| SHORT PROBLEM |
Transcribe, exactly as they appear, only the lines from the one holding "Target: puddle" through the end of the entries below.

^^^^^^^^

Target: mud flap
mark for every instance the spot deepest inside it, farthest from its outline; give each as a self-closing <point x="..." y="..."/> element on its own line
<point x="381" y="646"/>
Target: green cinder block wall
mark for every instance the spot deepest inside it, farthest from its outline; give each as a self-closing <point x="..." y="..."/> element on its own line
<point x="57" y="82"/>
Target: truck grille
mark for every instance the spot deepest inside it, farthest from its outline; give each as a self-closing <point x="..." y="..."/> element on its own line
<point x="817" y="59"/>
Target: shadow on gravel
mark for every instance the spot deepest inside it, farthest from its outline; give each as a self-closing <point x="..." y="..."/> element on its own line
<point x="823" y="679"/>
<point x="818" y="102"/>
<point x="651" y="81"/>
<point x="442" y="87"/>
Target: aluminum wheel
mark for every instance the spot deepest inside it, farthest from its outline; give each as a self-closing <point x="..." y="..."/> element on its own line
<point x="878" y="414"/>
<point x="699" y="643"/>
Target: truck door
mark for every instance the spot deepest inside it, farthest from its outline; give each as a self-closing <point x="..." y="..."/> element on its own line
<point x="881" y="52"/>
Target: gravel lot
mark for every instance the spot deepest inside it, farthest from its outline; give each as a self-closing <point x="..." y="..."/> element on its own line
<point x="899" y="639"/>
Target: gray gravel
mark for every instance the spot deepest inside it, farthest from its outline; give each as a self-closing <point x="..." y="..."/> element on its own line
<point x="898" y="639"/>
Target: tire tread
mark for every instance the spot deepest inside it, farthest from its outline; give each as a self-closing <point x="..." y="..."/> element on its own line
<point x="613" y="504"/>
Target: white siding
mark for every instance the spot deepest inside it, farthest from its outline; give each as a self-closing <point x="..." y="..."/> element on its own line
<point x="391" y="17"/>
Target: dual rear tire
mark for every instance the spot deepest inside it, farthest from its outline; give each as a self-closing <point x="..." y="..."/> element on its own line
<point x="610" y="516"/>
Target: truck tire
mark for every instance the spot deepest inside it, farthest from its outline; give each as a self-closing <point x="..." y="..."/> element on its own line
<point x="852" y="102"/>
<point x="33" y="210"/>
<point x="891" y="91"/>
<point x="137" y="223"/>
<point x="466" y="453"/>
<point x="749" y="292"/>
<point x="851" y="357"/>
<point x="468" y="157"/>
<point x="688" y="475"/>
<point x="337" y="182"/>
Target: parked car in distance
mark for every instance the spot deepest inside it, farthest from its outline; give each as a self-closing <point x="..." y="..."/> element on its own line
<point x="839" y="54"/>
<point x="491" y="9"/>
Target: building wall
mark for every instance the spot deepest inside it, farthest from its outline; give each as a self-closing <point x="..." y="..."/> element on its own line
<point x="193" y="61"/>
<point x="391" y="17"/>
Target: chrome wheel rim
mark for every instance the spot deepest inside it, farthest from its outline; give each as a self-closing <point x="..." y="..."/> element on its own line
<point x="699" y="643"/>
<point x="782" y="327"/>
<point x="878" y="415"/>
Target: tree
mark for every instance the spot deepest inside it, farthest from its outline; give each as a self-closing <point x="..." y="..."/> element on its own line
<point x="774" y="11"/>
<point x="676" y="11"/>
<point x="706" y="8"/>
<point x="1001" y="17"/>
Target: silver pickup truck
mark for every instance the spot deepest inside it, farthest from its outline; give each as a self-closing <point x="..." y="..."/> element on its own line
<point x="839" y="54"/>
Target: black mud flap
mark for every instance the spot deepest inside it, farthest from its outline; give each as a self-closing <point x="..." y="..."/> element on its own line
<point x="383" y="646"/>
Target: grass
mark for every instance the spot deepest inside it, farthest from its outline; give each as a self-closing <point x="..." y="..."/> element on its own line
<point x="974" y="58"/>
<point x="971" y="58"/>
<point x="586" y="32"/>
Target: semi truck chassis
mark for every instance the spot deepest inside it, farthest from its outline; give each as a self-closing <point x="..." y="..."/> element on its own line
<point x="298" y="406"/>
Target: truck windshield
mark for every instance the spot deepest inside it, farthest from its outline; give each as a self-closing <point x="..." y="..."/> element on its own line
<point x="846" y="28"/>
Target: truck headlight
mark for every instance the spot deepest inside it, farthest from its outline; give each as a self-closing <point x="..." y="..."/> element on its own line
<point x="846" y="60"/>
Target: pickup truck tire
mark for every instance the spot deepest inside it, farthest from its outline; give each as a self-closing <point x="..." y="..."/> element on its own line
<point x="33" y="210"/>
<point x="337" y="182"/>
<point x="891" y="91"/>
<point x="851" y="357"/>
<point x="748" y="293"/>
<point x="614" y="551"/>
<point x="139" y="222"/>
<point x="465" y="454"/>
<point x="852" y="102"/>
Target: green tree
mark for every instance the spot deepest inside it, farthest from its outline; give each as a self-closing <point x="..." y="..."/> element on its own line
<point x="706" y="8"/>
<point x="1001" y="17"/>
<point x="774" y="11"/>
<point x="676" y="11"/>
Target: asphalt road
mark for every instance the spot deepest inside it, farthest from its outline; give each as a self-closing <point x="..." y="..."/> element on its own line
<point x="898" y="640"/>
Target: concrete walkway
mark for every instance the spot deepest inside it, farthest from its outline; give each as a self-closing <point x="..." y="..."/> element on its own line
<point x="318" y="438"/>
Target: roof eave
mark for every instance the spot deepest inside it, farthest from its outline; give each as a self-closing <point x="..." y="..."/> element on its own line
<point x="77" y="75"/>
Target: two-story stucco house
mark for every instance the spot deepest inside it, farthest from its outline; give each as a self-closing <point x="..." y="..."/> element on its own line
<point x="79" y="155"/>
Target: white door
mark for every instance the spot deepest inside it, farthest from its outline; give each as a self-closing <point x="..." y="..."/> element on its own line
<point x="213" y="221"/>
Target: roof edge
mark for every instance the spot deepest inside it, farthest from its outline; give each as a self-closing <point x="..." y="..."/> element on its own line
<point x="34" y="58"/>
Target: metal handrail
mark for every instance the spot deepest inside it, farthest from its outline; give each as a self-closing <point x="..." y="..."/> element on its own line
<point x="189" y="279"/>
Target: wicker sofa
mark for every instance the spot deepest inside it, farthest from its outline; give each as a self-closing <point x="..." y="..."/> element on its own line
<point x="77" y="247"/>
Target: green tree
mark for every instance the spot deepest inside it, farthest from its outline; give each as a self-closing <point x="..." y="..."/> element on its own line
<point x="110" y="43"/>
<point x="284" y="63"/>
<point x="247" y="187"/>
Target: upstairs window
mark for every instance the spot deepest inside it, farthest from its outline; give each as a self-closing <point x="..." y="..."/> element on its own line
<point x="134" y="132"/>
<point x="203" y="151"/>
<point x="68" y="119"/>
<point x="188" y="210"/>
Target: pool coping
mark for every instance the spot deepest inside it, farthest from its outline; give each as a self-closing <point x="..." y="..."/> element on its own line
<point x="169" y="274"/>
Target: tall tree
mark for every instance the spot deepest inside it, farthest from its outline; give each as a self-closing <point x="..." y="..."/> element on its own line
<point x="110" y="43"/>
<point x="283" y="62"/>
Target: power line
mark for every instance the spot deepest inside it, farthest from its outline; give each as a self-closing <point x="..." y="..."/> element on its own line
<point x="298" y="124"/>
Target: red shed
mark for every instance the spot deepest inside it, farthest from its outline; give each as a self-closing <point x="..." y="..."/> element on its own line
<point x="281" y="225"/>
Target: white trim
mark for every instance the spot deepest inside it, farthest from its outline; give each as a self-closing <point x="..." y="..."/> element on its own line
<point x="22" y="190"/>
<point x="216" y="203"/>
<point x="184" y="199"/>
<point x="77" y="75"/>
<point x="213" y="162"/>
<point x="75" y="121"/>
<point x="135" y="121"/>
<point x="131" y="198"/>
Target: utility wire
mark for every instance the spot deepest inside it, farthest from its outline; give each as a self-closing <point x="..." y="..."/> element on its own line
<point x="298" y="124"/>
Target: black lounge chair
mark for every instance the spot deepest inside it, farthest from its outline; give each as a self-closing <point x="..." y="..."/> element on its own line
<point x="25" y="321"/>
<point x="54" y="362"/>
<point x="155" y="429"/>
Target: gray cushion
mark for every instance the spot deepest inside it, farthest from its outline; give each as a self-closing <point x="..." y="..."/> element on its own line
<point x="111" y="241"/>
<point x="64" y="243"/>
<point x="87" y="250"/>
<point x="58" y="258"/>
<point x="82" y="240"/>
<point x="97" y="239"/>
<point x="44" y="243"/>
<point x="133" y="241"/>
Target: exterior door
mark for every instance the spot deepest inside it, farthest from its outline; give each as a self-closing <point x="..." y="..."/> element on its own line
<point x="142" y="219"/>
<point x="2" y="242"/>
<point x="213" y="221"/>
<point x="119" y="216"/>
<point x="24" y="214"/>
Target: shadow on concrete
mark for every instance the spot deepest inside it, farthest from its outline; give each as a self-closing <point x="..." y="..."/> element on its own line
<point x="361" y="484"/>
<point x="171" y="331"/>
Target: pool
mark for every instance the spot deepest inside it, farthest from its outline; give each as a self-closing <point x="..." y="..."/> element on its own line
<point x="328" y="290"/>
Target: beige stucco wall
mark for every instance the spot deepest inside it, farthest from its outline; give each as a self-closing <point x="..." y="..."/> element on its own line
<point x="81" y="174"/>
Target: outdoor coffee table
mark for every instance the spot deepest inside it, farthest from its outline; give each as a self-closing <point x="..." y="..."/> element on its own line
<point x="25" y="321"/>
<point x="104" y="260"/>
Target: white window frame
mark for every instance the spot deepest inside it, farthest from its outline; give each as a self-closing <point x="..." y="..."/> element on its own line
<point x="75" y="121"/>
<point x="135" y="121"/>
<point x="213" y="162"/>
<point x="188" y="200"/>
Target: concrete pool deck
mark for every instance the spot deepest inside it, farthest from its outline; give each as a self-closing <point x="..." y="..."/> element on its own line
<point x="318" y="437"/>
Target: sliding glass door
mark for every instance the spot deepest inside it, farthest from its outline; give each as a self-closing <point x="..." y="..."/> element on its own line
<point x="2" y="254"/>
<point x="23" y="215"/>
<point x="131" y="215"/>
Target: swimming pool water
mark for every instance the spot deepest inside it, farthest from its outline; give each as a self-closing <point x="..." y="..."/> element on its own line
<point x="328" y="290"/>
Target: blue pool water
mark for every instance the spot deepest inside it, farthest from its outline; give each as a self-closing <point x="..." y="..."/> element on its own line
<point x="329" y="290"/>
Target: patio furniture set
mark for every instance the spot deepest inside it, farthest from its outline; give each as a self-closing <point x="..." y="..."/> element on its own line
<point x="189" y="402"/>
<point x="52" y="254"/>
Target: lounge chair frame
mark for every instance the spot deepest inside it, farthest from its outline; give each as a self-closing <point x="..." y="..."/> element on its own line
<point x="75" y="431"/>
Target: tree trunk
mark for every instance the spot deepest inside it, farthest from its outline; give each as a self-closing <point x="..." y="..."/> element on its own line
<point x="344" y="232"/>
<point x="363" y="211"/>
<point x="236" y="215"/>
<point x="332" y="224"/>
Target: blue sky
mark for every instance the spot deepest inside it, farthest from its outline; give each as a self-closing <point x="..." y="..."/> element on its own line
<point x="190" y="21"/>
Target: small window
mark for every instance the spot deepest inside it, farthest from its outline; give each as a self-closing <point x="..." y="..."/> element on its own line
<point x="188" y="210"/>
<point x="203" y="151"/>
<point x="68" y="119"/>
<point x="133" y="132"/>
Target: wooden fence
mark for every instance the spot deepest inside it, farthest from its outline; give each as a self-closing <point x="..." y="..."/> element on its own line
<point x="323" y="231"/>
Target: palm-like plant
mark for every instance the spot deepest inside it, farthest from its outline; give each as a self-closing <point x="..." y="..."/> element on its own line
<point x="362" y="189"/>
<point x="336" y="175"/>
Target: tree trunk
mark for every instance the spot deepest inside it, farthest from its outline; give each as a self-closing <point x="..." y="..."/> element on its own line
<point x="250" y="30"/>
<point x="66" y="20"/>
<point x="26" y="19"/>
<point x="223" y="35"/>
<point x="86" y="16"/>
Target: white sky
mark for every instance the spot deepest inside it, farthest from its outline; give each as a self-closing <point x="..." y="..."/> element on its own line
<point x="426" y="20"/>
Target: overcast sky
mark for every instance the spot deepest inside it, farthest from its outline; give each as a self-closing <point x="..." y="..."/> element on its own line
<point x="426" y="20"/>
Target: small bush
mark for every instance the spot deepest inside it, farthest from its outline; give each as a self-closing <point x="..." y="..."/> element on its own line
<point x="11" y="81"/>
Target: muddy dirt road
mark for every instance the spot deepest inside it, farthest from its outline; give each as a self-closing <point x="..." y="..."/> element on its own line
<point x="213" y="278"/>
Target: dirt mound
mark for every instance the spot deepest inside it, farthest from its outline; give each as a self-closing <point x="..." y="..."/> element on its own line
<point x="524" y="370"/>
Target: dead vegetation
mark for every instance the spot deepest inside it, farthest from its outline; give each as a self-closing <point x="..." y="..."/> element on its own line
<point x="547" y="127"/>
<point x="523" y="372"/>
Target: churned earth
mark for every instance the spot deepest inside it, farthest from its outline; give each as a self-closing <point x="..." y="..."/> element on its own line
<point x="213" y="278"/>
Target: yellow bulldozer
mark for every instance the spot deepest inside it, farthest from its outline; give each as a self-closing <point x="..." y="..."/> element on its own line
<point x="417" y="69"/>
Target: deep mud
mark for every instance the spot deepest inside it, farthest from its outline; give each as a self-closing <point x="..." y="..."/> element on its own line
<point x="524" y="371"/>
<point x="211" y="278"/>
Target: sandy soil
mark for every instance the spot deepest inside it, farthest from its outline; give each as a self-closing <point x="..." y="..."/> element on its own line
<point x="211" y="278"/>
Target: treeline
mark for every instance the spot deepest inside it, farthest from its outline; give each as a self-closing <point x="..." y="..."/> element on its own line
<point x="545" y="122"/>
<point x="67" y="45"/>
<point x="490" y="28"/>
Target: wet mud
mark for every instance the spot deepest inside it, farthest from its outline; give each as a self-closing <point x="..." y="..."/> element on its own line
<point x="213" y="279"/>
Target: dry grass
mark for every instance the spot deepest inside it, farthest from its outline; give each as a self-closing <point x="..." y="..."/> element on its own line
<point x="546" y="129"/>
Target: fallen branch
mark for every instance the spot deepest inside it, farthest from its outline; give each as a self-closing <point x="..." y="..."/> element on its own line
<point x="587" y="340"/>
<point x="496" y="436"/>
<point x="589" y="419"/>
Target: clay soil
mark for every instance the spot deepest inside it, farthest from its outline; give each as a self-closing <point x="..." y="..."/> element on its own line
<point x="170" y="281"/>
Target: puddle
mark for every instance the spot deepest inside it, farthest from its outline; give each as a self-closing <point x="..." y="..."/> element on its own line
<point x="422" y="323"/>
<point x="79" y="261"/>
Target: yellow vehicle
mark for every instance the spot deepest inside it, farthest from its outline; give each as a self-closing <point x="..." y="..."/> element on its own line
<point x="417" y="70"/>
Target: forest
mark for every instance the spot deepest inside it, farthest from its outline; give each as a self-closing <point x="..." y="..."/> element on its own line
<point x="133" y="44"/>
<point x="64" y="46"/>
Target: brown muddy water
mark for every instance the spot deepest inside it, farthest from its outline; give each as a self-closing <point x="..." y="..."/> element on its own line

^^^^^^^^

| EXPECTED ANSWER |
Target: puddle
mark for every instance the spot deepest inside it, farthest from its outline; give each as a self-closing <point x="..." y="..."/> element on its own line
<point x="422" y="323"/>
<point x="79" y="261"/>
Target: yellow vehicle
mark for every instance the spot deepest inside it, farthest from its outline; give each as a self-closing <point x="..." y="..."/> element on its own line
<point x="417" y="70"/>
Target: forest
mark for every instance the spot deepest inside it, farthest from its outline; give each as a self-closing <point x="..." y="..."/> element on its own line
<point x="133" y="44"/>
<point x="64" y="46"/>
Target: brown muddy water
mark for every instance the spot deepest inside it, farthest from its outline; give each as a self-closing <point x="..." y="..."/> element on its own line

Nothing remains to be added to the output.